- **Task to carry out**
Can you copy the lines from the one that contains "Category: porch ceiling soffit" through the end of the material below, exactly and with nothing else?

(Location identification entries)
-.-.-
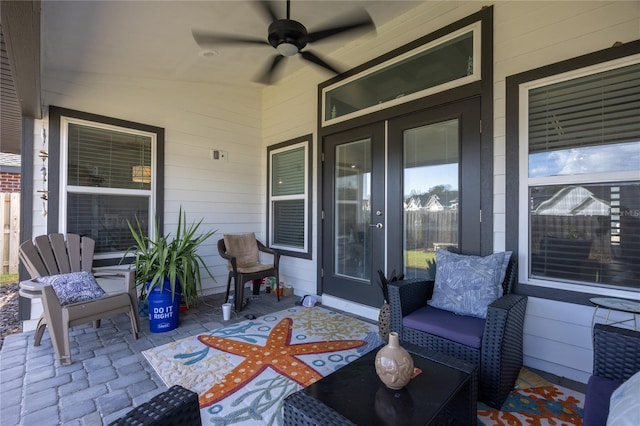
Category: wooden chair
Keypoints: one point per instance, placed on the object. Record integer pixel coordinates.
(243, 255)
(56, 254)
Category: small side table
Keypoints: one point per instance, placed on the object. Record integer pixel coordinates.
(614, 304)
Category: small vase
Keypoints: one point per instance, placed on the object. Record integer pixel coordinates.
(384, 321)
(394, 365)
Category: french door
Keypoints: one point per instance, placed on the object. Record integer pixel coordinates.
(395, 191)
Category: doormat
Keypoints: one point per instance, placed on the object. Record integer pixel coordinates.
(243, 372)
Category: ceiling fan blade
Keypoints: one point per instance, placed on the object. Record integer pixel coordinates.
(267, 9)
(360, 21)
(267, 75)
(311, 57)
(207, 39)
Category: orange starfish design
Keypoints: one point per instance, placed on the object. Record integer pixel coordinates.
(277, 353)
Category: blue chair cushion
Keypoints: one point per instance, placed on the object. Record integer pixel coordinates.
(74, 287)
(596, 402)
(458, 328)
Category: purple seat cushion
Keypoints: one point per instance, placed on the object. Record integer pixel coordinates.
(596, 402)
(459, 328)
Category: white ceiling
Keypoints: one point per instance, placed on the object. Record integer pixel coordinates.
(153, 39)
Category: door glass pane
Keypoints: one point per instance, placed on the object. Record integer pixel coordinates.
(352, 189)
(431, 194)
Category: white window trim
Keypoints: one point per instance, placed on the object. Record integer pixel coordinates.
(525, 182)
(65, 188)
(304, 196)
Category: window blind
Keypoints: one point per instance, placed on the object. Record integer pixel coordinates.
(289, 226)
(288, 170)
(107, 158)
(598, 109)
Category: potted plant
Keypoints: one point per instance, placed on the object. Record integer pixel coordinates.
(169, 264)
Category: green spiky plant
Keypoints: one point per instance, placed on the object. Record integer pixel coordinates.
(173, 258)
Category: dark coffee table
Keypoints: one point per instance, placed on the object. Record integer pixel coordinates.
(444, 393)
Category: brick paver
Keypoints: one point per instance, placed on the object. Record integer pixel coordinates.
(109, 375)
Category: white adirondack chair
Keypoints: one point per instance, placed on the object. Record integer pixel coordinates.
(55, 254)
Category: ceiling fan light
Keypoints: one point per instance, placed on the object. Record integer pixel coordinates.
(287, 49)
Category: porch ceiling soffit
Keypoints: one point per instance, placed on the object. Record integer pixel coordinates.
(20, 86)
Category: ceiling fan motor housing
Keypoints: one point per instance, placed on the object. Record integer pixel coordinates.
(287, 31)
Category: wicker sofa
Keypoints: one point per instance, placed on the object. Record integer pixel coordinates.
(499, 353)
(616, 357)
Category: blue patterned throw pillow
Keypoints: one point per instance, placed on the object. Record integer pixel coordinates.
(467, 285)
(74, 287)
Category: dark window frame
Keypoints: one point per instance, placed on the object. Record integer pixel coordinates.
(55, 118)
(513, 151)
(307, 253)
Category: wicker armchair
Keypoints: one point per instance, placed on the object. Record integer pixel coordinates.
(500, 354)
(616, 357)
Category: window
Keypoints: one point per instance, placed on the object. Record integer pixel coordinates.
(579, 195)
(109, 179)
(449, 61)
(289, 206)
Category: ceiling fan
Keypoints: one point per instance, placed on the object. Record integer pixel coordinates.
(288, 37)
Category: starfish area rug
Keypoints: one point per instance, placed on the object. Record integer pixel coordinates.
(535, 402)
(243, 372)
-.-.-
- **Task solution**
Category: porch ceiling soffit
Keypoints: one point per instance, placed on the object. Record integer pixel coordinates.
(20, 86)
Category: ceiling fan motor housing
Keypoints: one point per instance, placed on the object. Record integer pixel coordinates.
(287, 31)
Category: wicker sofa
Keypoints: one point per instance, placed on the object. Record integer pixel coordinates.
(499, 353)
(616, 357)
Category: blue patterned throw pillow
Keypoints: one point per instance, placed on the object. Record integer pixel coordinates.
(467, 285)
(74, 287)
Category: dark window frame
Keypoints: one point per instance, placed on the object. Record integer pixel coordinates.
(55, 118)
(513, 151)
(307, 253)
Category: wicker armchair
Keypoints: one point per instance, placed on the object. Record integer pixel coordinates.
(500, 354)
(616, 357)
Category: window
Keypoints: one point per instance, placed on the object. Record integer pixel coordinates.
(579, 195)
(109, 179)
(449, 61)
(289, 206)
Category: ceiling fan
Keypoints: one point per instance, placed on the object. Record integer pixel coordinates.
(288, 37)
Category: starfish area rug
Keypoints: one point per instance, placed on the object. Record integer pixel coordinates.
(535, 402)
(243, 372)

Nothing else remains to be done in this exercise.